* _Exercise instructions_
Whatever the records say, set them down exactly.

* _Records provided_
※

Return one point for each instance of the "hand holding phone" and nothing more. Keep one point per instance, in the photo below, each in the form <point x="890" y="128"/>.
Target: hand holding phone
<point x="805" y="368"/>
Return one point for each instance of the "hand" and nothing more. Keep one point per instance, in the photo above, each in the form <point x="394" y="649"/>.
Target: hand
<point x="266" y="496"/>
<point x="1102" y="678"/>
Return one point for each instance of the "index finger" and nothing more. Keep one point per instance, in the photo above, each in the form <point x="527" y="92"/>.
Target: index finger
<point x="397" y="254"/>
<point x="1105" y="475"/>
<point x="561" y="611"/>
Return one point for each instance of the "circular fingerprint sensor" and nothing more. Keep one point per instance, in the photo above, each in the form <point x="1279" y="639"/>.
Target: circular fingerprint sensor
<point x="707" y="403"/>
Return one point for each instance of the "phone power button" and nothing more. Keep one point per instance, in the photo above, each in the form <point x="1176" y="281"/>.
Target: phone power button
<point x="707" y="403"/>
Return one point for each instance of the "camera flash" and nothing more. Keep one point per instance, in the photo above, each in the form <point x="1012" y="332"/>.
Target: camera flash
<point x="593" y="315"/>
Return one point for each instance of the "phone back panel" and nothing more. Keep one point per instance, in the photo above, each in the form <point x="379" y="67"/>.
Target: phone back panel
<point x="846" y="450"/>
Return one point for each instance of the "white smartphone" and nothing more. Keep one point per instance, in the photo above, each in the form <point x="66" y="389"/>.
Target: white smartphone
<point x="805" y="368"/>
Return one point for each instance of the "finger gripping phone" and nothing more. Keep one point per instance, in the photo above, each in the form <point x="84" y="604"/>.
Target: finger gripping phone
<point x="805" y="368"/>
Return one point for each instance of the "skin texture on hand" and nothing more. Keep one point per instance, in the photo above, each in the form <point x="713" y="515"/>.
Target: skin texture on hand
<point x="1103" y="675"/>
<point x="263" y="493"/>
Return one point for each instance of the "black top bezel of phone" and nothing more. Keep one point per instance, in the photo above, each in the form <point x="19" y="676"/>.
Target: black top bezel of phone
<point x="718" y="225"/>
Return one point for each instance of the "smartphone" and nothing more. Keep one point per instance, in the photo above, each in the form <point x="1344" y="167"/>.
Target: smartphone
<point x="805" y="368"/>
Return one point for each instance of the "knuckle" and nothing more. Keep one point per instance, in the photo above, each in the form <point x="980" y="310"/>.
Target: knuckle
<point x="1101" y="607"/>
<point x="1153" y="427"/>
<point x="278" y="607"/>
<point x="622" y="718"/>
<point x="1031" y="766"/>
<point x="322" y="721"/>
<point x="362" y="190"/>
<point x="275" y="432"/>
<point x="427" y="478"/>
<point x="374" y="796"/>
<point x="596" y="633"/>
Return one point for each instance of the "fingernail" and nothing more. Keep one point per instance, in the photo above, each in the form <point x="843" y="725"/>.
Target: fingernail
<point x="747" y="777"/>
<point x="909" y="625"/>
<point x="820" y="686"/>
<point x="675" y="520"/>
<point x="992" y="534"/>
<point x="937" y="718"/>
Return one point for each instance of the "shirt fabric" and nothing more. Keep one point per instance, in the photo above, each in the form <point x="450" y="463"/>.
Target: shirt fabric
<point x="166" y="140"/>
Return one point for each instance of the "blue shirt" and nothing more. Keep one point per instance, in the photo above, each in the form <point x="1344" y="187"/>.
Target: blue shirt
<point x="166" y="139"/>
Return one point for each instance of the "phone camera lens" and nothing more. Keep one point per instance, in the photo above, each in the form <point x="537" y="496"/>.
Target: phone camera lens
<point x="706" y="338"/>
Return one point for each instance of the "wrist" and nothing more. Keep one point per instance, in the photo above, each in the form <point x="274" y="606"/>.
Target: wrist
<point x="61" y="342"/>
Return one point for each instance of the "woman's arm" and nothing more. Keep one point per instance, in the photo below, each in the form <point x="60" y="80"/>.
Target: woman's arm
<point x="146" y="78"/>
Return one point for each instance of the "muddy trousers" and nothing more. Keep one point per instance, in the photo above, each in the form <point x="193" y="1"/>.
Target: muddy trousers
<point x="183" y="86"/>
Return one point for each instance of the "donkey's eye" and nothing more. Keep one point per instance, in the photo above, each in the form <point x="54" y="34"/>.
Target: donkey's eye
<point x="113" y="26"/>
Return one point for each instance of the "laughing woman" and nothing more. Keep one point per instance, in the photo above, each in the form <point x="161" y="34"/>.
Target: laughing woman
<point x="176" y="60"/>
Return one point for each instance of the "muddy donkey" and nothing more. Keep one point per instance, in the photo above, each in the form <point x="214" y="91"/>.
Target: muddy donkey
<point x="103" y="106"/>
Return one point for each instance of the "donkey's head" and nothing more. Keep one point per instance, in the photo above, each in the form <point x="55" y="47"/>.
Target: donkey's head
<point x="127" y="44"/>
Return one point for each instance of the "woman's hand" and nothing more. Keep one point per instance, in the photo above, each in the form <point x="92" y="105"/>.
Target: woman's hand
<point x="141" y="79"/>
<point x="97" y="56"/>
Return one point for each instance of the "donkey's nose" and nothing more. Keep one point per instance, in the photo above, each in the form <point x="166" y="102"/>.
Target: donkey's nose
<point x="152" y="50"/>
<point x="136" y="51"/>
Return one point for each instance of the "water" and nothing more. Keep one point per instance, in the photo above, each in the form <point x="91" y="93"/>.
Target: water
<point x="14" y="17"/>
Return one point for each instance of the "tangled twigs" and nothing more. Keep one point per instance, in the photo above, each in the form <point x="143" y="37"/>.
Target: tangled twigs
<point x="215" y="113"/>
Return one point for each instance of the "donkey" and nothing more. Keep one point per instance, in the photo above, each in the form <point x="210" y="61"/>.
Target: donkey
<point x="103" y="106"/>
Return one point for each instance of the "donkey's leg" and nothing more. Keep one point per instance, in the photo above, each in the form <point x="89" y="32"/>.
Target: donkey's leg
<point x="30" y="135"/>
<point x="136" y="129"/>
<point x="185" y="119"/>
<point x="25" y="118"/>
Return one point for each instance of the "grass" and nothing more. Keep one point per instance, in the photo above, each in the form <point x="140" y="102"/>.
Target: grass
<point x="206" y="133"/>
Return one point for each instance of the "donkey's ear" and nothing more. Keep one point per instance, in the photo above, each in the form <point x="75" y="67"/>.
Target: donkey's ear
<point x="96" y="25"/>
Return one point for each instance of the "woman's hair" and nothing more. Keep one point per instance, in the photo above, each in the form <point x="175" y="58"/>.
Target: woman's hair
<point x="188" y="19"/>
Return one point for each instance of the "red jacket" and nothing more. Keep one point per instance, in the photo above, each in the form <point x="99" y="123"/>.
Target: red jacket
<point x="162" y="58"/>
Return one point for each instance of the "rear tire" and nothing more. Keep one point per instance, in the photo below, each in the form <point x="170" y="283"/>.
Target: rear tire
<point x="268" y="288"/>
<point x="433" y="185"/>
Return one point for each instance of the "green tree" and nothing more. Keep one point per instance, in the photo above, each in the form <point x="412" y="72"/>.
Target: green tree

※

* _Written answer_
Return one point for each instance of the "hand holding phone" and nothing more. Keep one point per instance, in the photo below, each in the form <point x="890" y="128"/>.
Target: hand holding phone
<point x="805" y="368"/>
Return one point for each instance of the "hand" and nothing more. Keep one point per instance, in the photo above, each in the form <point x="394" y="649"/>.
Target: hand
<point x="266" y="496"/>
<point x="1102" y="678"/>
Return one point for each instance of the "index finger" and nothing more. Keep one point per instance, in the photo above, each in the form <point x="527" y="92"/>.
Target: index finger
<point x="397" y="254"/>
<point x="1105" y="475"/>
<point x="561" y="611"/>
Return one point for each instance of the "circular fingerprint sensor" and nothing more. Keep one point per instance, in the photo above, each in the form <point x="1279" y="639"/>.
Target: circular fingerprint sensor
<point x="707" y="403"/>
Return one point for each instance of the "phone power button" and nothing more. Keep one point per instance, in the photo above, each in the form <point x="1176" y="281"/>.
Target: phone power button
<point x="707" y="403"/>
Return one point for each instance of the "camera flash" and nothing more. Keep one point per instance, in the photo above, each in the form <point x="1012" y="332"/>.
Target: camera flash
<point x="593" y="315"/>
Return one point for each instance of the "phone back panel" and nothing more. Keep one point per instance, in the photo above, each in the form <point x="379" y="67"/>.
Target: phone back panel
<point x="846" y="450"/>
Return one point for each instance of the "white smartphone" and nothing more. Keep one point per instance, in the photo above, each in the form <point x="66" y="389"/>.
Target: white smartphone
<point x="805" y="368"/>
Return one point for each instance of the "finger gripping phone" and nothing more. Keep one point per instance, in the photo above, each in the form <point x="84" y="604"/>.
Target: finger gripping phone
<point x="805" y="368"/>
Return one point for each instance of the "skin texture on hand" and nothing more. Keep one point per instance, in the photo above, each in the form <point x="713" y="515"/>.
Target: skin texture on hand
<point x="1103" y="675"/>
<point x="263" y="493"/>
Return one point for each instance of the "black top bezel of phone" and nothing more. Keep one point per instance, in the photo above, each in the form <point x="19" y="676"/>.
Target: black top bezel of phone
<point x="718" y="225"/>
Return one point for each instance of the "smartphone" and nothing more. Keep one point per instance, in the photo above, each in the form <point x="1344" y="167"/>.
Target: smartphone
<point x="805" y="368"/>
Return one point for each instance of the "knuckle" and nothing more. Keep one point per instance, in the photo above, each in the form <point x="980" y="310"/>.
Target: knuckle
<point x="1101" y="607"/>
<point x="1153" y="427"/>
<point x="278" y="607"/>
<point x="622" y="718"/>
<point x="1031" y="766"/>
<point x="322" y="721"/>
<point x="362" y="190"/>
<point x="275" y="432"/>
<point x="427" y="478"/>
<point x="374" y="796"/>
<point x="596" y="633"/>
Return one point for each instance of the "fingernail" and nothing more. Keep one point per instance, in the photo above, each in the form <point x="843" y="725"/>.
Target: fingernail
<point x="747" y="777"/>
<point x="909" y="625"/>
<point x="820" y="686"/>
<point x="675" y="520"/>
<point x="992" y="534"/>
<point x="937" y="718"/>
Return one point for each instance of the "shirt fabric" and nothing more. Keep one point per instance, in the photo above, each in the form <point x="450" y="463"/>.
Target: shirt fabric
<point x="166" y="140"/>
Return one point for each instance of the "blue shirt" and nothing more. Keep one point per instance, in the photo above, each in the form <point x="1344" y="187"/>.
Target: blue shirt
<point x="166" y="139"/>
Return one point for each instance of the "phone camera lens" and nothing more. Keep one point per instance, in the photo above, each in the form <point x="537" y="496"/>.
Target: phone camera lens
<point x="706" y="338"/>
Return one point for each instance of the "wrist" and nothing more. Keep one point per instance, in the photo above, each in the form <point x="274" y="606"/>.
Target: wrist
<point x="61" y="342"/>
Return one point for each instance of the "woman's arm" and nothing more. Keep one point per instance, in the photo below, each in the form <point x="60" y="80"/>.
Target: woman's arm
<point x="146" y="78"/>
Return one point for each instance of the "muddy trousers" and nothing more. Keep one point per instance, in the photo above, each in the form <point x="193" y="1"/>.
Target: muddy trousers
<point x="183" y="86"/>
Return one point for each instance of the "donkey's eye" and nothing more. Keep one point per instance, in the photo above, each in the form <point x="54" y="34"/>.
Target: donkey's eye
<point x="113" y="26"/>
Return one point for each instance of the "laughing woman" and nothing more. Keep one point per instance, in the photo above, each in the form <point x="161" y="34"/>.
Target: laughing woman
<point x="176" y="60"/>
Return one point for each instance of the "muddy donkey" and nothing more. Keep one point per instance, in the photo above, each in the form <point x="214" y="91"/>.
Target: muddy donkey
<point x="103" y="106"/>
Return one point for each instance of the "donkey's head" and nothing more. Keep one point per instance, in the photo above, each in the form <point x="55" y="47"/>.
Target: donkey's head
<point x="127" y="44"/>
Return one point for each instance of the "woman's hand" and nothing more. Keep one point per instance, in the photo above, each in the form <point x="92" y="105"/>.
Target: woman's hand
<point x="141" y="79"/>
<point x="97" y="56"/>
Return one point for each instance of the "donkey's nose" and nothing more. Keep one point per instance, in the photo above, each in the form <point x="166" y="102"/>.
Target: donkey's nose
<point x="152" y="50"/>
<point x="136" y="51"/>
Return one point for each instance of the "water" and nothing more. Keep one point per instance, in the photo above, each in the form <point x="91" y="93"/>.
Target: water
<point x="14" y="17"/>
Return one point for each instance of the "tangled twigs" and nothing more. Keep one point per instance, in the photo above, each in the form <point x="143" y="37"/>.
Target: tangled twigs
<point x="215" y="113"/>
Return one point for each instance of the "donkey" and nothing more. Keep one point per instance, in the photo above, each in the form <point x="210" y="61"/>.
Target: donkey
<point x="103" y="106"/>
Return one point for each instance of the "donkey's leg" and nothing more. Keep one point per instance, in the photo above, each in the form <point x="89" y="32"/>.
Target: donkey's leg
<point x="30" y="135"/>
<point x="136" y="129"/>
<point x="185" y="119"/>
<point x="25" y="118"/>
Return one point for each instance of the "grass" and nothing more. Keep one point per instance, in the photo above, each in the form <point x="140" y="102"/>.
Target: grass
<point x="206" y="133"/>
Return one point for each instance of the "donkey's ear" and nothing more. Keep one point per instance, in the photo above, each in the form <point x="75" y="67"/>.
Target: donkey's ear
<point x="96" y="25"/>
Return one point for each instance of the "woman's hair" and nothing more. Keep one point per instance, in the photo above, each in the form <point x="175" y="58"/>.
Target: woman's hair
<point x="188" y="19"/>
Return one point for each instance of the "red jacket" and nothing more. Keep one point per instance, in the photo above, each in the form <point x="99" y="123"/>.
Target: red jacket
<point x="162" y="58"/>
Return one point for each instance of the "rear tire" and nothing more. Keep one point per instance, in the photo below, each in the form <point x="170" y="283"/>.
Target: rear tire
<point x="268" y="288"/>
<point x="433" y="185"/>
Return one point for each instance of the "green tree" and nothing more. Keep one point per instance, in the photo above, each in the form <point x="412" y="72"/>.
Target: green tree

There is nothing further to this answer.